ПРИВЕДЁННЫЙ ОТРЫВОК:
Псевдоним «Скиталец» оправдан всей трудной жизнью писателя. Выучившись игре на гуслях, он стал постоянным спутником отца в его странствиях. Скитания начались с раннего детства. Ещё ребенком писатель обошел почти всё Поволжье и занимался сбором скудного гонорара, зачастую вымаливая жалкие гроши. Любовь к фольклору, русской народной песне будущий поэт унаследовал от своей бабушки и родного отца.

Степан Гаврилович закончил двухклассное сельское училище. С 1885 по 1887 год учился в Самарской учительской семинарии, где познакомился с русской классикой и стал подражать Некрасову, Кольцову, Никитину. Однако семинарию закончить Скитальцу не удалось: его исключили в 1887 году из последнего класса «за политическую неблагодарность».

С 1897 по 1900 год Скиталец жил в Самаре, где активно сотрудничал в «Самарской газете»: писал рассказы, стихотворные фельетоны на злобу дня, стихи. В городе он услышал много рассказов о Горьком. Первая встреча с Алексеем Максимовичем произошла в июне 1899 года в Самаре. Горький заинтересовался личностью Скитальца, почувствовал его талантливость и пригласил к себе. Через год Степан Гаврилович приехал к Горькому в Нижний Новгород.

Встреча с Горьким, перешедшая в близкое знакомство и дружбу, имела решающее значение в жизни Скитальца, она окончательно определила его судьбу. Известность к Степану Гавриловичу пришла в 1900 году с выходом в свет его рассказа «Октава». Публикует наиболее яркие свои произведения: «Октава», «Сквозь строй», «Композитор», «Миньона», «Любовь декоратора». Широкую известность получили его стихи «Кузнец», «Гусляр», «Нет я не с вами», «Тихо стало кругом», «Колокола».

В 1901 году Степан Гаврилович был арестован вместе с Горьким за революционную пропаганду среди рабочих, заключен в нижегородский острог, а потом выслан в родную Обшаровку.

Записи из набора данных

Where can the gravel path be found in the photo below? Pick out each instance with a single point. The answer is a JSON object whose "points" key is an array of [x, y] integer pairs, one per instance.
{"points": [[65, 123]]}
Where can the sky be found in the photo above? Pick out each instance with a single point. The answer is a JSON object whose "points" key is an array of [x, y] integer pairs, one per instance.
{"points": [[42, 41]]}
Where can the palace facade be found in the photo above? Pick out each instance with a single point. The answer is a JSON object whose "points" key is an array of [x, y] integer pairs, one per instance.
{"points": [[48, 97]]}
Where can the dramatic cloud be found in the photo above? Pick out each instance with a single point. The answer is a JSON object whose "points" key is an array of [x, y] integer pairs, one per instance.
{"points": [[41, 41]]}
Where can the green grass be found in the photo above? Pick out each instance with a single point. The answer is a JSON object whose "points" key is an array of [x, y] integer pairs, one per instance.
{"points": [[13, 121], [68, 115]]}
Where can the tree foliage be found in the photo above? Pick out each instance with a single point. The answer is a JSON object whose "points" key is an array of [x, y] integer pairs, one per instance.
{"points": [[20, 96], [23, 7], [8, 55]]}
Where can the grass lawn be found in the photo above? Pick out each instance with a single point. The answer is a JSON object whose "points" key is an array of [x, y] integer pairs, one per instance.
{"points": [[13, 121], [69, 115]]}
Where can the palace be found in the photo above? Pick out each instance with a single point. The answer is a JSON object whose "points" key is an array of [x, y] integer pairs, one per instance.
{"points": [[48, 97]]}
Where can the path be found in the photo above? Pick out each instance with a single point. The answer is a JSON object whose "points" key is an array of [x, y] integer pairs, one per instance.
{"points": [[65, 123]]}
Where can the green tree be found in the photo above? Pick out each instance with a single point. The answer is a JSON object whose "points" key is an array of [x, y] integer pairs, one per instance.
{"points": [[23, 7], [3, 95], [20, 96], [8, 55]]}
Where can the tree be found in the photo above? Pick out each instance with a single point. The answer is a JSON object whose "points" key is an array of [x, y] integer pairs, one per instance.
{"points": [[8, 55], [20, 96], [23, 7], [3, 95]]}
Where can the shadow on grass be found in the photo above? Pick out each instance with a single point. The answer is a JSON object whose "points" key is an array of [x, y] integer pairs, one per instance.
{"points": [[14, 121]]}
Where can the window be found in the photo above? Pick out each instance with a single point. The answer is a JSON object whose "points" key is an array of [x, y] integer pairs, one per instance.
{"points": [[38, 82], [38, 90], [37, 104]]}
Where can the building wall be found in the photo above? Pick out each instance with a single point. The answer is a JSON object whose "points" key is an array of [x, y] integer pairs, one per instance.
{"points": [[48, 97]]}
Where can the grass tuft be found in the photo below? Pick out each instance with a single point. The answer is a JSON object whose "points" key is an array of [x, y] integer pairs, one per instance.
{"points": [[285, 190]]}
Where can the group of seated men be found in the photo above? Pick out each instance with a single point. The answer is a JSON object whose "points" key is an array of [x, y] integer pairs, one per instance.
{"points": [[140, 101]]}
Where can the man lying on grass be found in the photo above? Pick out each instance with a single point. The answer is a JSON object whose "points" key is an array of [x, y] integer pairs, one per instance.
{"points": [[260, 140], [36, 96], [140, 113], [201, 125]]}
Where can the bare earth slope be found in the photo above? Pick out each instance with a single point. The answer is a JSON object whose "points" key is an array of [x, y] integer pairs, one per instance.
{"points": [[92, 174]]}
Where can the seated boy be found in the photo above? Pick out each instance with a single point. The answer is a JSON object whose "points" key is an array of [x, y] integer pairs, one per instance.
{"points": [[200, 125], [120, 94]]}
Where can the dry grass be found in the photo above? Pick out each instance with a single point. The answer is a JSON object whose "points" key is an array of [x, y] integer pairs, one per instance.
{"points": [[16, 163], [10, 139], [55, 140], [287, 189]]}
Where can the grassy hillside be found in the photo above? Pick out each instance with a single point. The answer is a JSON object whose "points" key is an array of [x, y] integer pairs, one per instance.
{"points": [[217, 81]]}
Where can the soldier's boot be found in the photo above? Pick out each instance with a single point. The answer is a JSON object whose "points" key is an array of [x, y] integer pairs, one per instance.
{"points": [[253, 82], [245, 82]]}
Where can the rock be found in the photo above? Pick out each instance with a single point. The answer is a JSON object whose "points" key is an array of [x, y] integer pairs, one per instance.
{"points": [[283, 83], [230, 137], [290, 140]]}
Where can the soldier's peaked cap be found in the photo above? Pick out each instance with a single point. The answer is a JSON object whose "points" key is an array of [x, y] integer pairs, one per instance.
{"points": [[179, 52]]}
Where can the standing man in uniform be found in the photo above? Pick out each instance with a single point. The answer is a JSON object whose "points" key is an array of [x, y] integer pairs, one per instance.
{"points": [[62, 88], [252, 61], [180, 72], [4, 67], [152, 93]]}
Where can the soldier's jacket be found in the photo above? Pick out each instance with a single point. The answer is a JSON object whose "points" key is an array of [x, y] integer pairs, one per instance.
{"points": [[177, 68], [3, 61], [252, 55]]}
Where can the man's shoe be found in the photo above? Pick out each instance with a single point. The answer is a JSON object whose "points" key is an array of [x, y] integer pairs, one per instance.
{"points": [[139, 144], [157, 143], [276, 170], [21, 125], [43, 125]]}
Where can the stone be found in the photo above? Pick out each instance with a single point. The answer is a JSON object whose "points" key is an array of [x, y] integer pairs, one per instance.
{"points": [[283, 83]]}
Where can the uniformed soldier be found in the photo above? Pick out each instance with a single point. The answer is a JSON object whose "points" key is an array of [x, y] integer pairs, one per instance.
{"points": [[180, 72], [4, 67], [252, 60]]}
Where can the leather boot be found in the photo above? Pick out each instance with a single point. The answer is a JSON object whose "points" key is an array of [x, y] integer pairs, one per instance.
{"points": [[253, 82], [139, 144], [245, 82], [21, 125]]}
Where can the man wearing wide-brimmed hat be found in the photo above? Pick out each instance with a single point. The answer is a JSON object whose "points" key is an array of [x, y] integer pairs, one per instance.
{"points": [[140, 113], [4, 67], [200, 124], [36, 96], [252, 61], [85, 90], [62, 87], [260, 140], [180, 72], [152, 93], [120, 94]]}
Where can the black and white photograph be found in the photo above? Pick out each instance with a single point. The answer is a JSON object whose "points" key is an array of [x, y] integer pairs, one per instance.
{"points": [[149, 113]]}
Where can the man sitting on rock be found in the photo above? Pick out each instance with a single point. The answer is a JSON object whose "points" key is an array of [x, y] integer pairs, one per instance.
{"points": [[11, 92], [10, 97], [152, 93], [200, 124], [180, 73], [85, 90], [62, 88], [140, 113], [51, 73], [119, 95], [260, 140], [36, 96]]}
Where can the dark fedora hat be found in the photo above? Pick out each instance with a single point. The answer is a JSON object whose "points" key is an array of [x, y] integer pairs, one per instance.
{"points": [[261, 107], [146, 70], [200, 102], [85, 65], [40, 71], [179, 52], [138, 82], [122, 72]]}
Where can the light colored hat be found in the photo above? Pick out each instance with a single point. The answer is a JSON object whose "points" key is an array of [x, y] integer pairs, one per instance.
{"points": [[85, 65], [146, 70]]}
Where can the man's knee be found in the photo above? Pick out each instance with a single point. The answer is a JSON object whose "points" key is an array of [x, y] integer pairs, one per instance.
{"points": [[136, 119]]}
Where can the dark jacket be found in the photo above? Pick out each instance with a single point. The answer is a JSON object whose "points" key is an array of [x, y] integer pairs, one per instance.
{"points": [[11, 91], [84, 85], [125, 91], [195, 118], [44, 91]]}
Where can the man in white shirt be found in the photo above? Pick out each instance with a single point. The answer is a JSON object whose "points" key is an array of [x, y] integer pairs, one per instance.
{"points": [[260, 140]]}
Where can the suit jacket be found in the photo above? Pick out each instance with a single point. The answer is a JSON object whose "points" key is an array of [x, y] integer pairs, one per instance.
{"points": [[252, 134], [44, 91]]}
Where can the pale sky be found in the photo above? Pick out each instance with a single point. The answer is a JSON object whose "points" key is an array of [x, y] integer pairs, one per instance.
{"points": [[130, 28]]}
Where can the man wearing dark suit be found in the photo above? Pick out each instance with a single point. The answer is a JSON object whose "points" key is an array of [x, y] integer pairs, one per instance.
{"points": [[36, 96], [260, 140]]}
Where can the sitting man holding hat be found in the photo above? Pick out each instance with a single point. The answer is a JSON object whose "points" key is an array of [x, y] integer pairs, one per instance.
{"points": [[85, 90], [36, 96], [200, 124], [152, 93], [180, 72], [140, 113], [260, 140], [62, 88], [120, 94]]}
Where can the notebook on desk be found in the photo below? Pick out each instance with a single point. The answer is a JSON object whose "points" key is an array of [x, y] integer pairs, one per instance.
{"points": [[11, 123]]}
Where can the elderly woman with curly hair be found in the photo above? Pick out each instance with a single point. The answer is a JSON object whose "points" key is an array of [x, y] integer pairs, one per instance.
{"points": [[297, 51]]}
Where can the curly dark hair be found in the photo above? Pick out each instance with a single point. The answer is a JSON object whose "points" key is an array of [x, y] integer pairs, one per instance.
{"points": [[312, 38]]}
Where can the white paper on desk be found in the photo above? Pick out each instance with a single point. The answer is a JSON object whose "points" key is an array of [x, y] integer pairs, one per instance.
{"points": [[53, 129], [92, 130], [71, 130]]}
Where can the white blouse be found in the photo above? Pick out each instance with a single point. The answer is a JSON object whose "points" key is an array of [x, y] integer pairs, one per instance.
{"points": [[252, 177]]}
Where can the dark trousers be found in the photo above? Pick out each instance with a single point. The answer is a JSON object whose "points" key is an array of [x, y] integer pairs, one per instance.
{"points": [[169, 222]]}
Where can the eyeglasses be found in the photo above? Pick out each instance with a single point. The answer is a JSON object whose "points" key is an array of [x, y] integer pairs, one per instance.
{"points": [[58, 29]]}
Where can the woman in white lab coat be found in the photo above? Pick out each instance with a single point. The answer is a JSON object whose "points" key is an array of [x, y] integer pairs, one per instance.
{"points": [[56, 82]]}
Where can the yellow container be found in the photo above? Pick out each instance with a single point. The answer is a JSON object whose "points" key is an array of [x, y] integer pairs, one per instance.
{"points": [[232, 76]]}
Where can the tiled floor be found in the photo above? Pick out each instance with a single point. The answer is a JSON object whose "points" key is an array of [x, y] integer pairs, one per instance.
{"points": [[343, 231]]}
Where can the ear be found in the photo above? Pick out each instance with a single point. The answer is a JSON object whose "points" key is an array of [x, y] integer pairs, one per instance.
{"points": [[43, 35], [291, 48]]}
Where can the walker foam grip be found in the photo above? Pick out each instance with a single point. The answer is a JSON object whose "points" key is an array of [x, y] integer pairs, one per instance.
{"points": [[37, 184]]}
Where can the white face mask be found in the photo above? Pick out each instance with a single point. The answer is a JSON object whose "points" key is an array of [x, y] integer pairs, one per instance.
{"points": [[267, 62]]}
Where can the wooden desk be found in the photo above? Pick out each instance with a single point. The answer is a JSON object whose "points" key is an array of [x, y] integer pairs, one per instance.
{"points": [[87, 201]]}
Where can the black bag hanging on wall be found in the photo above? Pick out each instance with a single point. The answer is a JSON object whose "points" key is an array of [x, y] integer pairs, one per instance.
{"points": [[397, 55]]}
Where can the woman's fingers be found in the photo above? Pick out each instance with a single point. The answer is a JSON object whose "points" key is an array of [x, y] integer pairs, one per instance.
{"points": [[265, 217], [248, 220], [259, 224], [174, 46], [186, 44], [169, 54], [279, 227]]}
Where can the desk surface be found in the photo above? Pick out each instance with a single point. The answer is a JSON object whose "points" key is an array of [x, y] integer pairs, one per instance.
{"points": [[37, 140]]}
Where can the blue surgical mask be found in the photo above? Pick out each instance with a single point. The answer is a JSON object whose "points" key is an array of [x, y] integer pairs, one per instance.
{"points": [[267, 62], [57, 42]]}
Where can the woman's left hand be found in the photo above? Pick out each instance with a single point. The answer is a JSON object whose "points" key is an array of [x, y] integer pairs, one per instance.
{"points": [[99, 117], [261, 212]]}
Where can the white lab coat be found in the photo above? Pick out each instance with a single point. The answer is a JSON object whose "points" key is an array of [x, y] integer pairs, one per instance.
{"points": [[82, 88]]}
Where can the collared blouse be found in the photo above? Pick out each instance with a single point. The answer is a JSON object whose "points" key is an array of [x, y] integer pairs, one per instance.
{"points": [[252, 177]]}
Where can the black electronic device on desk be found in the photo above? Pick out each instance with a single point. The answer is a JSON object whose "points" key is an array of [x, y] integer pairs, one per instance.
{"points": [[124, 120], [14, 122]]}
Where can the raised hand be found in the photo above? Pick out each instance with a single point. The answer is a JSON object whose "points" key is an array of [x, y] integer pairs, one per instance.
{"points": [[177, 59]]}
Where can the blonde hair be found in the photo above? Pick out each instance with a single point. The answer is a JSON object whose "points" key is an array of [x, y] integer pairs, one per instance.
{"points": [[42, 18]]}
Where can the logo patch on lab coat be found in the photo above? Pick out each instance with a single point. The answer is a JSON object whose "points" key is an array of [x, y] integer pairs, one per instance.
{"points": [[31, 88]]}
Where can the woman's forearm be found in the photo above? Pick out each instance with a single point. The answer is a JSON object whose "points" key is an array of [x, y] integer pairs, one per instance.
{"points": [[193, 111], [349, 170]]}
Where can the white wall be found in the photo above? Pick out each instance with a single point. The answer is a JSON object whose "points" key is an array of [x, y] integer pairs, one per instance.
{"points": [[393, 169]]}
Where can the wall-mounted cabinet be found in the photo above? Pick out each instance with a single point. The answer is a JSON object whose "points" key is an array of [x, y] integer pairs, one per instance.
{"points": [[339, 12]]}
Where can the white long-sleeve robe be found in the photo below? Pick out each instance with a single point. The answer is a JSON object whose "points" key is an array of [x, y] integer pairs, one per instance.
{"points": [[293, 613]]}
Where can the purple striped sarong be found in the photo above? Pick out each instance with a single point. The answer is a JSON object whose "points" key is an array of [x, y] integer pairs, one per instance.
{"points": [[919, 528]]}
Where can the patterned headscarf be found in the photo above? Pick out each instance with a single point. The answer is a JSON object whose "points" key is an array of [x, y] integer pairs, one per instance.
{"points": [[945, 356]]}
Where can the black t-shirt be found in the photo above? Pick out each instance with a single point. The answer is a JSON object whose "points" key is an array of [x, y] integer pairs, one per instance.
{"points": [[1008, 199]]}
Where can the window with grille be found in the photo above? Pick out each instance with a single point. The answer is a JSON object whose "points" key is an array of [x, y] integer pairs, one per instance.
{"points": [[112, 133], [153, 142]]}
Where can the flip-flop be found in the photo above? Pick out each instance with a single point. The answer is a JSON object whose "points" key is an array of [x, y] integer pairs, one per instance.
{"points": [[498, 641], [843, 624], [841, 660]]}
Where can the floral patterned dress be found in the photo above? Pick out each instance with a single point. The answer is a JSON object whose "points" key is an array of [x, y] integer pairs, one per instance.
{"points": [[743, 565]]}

ЗАДАНИЕ:
Продолжите отрывок о жизни Скитальца, начав сразу после его последнего предложения.

ОТВЕТ НА ЗАДАНИЕ:
Вся жизнь и творчество Скитальца 1905–1907 годов – это активный протест, призыв к борьбе. Потом он отошел от активной литературной и общественной жизни. В Поволжье Степан Гаврилович бывал наездами и преимущественно в Симбирске, у родных жены.

В 1921 году Скиталец приехал во Владивосток, оттуда перебрался в Харбин. С 1928-го публиковался в советских журналах. 17 июня 1934-го вернулся в Москву. Неоднократно встречался с Горьким (который посоветовал писателю побольше поездить по стране для сбора литературного материала), занимался литературной и общественной деятельностью. Принимал участие в работе I Всесоюзного съезда советских писателей (без права решающего голоса). Скончался Степан Гаврилович 25 июня 1941 года. Похоронен на Введенском кладбище в Москве.

Скиталец, оставшийся в Нижнем Новгороде, вспоминал:

«Мне случилось быть в Нижнем Новгороде во время ярмарки, когда там гастролировал Шаляпин, и я пошел в театр посмотреть и послушать его в “Борисе”.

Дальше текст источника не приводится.